● **TASK PROMPT**: Every entry that follows should be output exactly, and every image in it left out.

Collection entries:

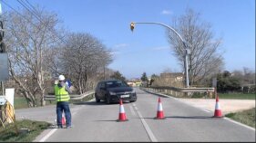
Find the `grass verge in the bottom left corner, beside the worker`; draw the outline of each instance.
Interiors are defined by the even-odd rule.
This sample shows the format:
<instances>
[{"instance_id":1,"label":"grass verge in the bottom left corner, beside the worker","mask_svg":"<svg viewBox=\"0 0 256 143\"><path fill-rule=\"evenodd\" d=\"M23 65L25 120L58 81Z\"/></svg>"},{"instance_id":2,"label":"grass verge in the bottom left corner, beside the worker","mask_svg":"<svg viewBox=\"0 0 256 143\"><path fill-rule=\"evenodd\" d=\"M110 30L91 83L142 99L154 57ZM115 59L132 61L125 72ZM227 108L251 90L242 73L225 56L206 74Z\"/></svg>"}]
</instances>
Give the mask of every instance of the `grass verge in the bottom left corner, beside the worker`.
<instances>
[{"instance_id":1,"label":"grass verge in the bottom left corner, beside the worker","mask_svg":"<svg viewBox=\"0 0 256 143\"><path fill-rule=\"evenodd\" d=\"M18 132L16 134L15 124L17 130L29 129L27 133ZM0 127L0 142L32 142L36 137L51 124L45 121L34 121L29 119L17 120L12 124L6 124Z\"/></svg>"}]
</instances>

● **ANSWER FOR THE TASK**:
Find the `grass verge in the bottom left corner, beside the worker`; draw the outline of each instance.
Interiors are defined by the even-odd rule.
This sample shows the format:
<instances>
[{"instance_id":1,"label":"grass verge in the bottom left corner, beside the worker","mask_svg":"<svg viewBox=\"0 0 256 143\"><path fill-rule=\"evenodd\" d=\"M23 65L25 120L58 81Z\"/></svg>"},{"instance_id":2,"label":"grass verge in the bottom left corner, beside the worker","mask_svg":"<svg viewBox=\"0 0 256 143\"><path fill-rule=\"evenodd\" d=\"M110 30L91 83L142 99L154 57ZM115 59L132 61L125 72ZM227 108L251 90L242 73L225 56L206 74Z\"/></svg>"}]
</instances>
Give the mask of every instance of the `grass verge in the bottom left corner, beside the worker`.
<instances>
[{"instance_id":1,"label":"grass verge in the bottom left corner, beside the worker","mask_svg":"<svg viewBox=\"0 0 256 143\"><path fill-rule=\"evenodd\" d=\"M18 132L16 134L15 124L17 130L29 129L27 133ZM0 127L0 142L32 142L36 137L51 124L45 121L34 121L29 119L17 120L12 124L6 124Z\"/></svg>"}]
</instances>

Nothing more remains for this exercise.